YOUR TASK: Retype each entry below exactly as it stands.

INPUT:
::::

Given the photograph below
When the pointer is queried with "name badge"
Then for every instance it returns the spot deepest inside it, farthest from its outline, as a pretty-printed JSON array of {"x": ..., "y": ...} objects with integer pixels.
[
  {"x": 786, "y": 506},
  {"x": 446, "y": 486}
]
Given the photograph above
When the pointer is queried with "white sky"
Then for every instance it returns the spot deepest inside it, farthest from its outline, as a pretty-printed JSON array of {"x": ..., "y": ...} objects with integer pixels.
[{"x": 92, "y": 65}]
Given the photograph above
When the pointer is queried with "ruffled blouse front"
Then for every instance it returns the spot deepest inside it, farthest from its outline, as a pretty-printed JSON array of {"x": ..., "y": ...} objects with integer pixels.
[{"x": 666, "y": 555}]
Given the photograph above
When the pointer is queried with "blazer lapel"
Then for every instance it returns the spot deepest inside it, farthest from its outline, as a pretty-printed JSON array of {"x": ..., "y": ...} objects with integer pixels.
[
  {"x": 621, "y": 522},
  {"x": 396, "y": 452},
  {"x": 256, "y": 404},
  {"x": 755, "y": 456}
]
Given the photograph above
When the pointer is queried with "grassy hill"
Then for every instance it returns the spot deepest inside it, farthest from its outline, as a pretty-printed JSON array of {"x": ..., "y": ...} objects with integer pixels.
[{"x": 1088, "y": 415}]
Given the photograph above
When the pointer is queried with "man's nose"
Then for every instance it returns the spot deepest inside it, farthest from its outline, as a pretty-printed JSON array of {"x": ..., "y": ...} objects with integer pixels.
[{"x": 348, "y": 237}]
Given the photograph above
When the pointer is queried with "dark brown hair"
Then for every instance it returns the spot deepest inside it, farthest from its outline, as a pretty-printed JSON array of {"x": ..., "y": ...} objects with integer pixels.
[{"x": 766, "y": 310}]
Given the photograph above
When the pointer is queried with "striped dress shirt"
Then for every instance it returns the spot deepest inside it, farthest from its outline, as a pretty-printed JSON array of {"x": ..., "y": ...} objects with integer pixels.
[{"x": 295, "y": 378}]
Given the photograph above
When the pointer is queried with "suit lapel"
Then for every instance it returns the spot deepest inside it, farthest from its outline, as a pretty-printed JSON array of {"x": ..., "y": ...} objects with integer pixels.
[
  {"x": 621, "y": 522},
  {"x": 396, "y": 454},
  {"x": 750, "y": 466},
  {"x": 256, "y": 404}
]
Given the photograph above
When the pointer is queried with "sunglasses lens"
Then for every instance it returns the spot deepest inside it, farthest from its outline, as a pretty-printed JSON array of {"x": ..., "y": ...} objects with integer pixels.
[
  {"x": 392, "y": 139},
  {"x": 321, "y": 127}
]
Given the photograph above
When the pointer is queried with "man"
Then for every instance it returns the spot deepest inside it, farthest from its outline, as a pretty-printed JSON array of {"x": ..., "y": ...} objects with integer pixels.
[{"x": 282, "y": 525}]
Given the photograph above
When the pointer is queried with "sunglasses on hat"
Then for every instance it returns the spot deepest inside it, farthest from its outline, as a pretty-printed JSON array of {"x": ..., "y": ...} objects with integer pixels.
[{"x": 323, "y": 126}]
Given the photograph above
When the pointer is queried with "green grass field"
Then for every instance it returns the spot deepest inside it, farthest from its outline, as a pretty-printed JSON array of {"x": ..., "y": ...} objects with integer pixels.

::::

SOLUTION:
Given the photograph below
When the pointer is queried with "name badge"
Then for every instance it returns the spot deepest inside it, farthest from its outline, as a pretty-printed JSON array of {"x": ..., "y": ...} objects with integer pixels.
[
  {"x": 786, "y": 506},
  {"x": 446, "y": 486}
]
Given the photograph above
When the pointer is queried with "white sky"
Then for every instance it returns the spot deepest inside it, farthest from its outline, as a pretty-printed JSON array of {"x": ..., "y": ...} objects with integer pixels.
[{"x": 92, "y": 65}]
Given the photograph above
When the pointer is queried with "ruffled blouse front"
Then for every instance it returns the spot deepest inside it, farthest from its outline, as a pretty-printed JSON array of {"x": ..., "y": ...} objects with integer pixels.
[{"x": 666, "y": 555}]
Given the photograph above
When the pointer is queried with "blazer lapel"
Then for every instance it returns the spot deepest inside it, farthest from its outline, as a pretty-printed JSON array of {"x": ..., "y": ...} objects with integer pixels.
[
  {"x": 621, "y": 522},
  {"x": 396, "y": 452},
  {"x": 256, "y": 404},
  {"x": 755, "y": 456}
]
Given the photograph above
When the pointer is queried with "grassy hill"
Then for every instance it returns the spot deepest inside it, farthest from its outline, as a pretty-printed JSON array of {"x": ..., "y": ...} objects with integer pixels.
[{"x": 1088, "y": 415}]
Given the photograph above
When the pointer is queried with "man's nose"
Then for every instance it returns the spot deepest inside it, farthest from its outline, as a pretty-printed JSON array of {"x": ..., "y": ...} objects with integer pixels.
[{"x": 348, "y": 237}]
Given the photograph above
When the pointer is queried with "dark brown hair"
Then for every instance it returns the spot deepest inside it, farthest from its outline, as a pretty-printed JSON array of {"x": ..., "y": ...} objects with integer pixels.
[{"x": 766, "y": 310}]
Given the photograph above
When the pointer is queried with "striped dress shirt"
Then for every instance it returns the spot deepest inside it, farthest from its outline, as a pretty-printed JSON array of {"x": ..., "y": ...} objects with integer pixels.
[{"x": 295, "y": 378}]
Given the photograph above
When the pointer is queried with "suit lapel"
Then for every instance it returns the spot deepest inside it, farthest from its outline, as a pretty-printed JSON array of {"x": ..., "y": ...} objects with integer pixels.
[
  {"x": 621, "y": 522},
  {"x": 396, "y": 454},
  {"x": 750, "y": 466},
  {"x": 256, "y": 404}
]
Given the photograph above
When the pointer is queried with "sunglasses lens"
Then for every instance it returns the spot deepest inside it, farthest from its outline, as a pretty-printed JSON array of {"x": ..., "y": ...} objects with integer pixels.
[
  {"x": 392, "y": 139},
  {"x": 321, "y": 127}
]
Given the photograph above
When the pointer is queried with "man"
Then for every instance it returns the spot deepest inside it, farthest from its outline, as a pretty-printed JSON array of {"x": ..., "y": ...} objects with integer pixels.
[{"x": 282, "y": 525}]
Given the photograph above
When the pointer is queried with "sunglasses on hat"
Then for every instance it returns the spot deepest inside it, farthest from its outline, as a pretty-printed JSON array of {"x": ..., "y": ...} objects with integer pixels.
[{"x": 323, "y": 126}]
Given the photograph above
When the pointer is queried with "green grass field"
Then for every instance it returns the spot deepest inside it, farthest from its outline, as a pretty-printed JSON array of {"x": ..., "y": ...} objects with integer pixels.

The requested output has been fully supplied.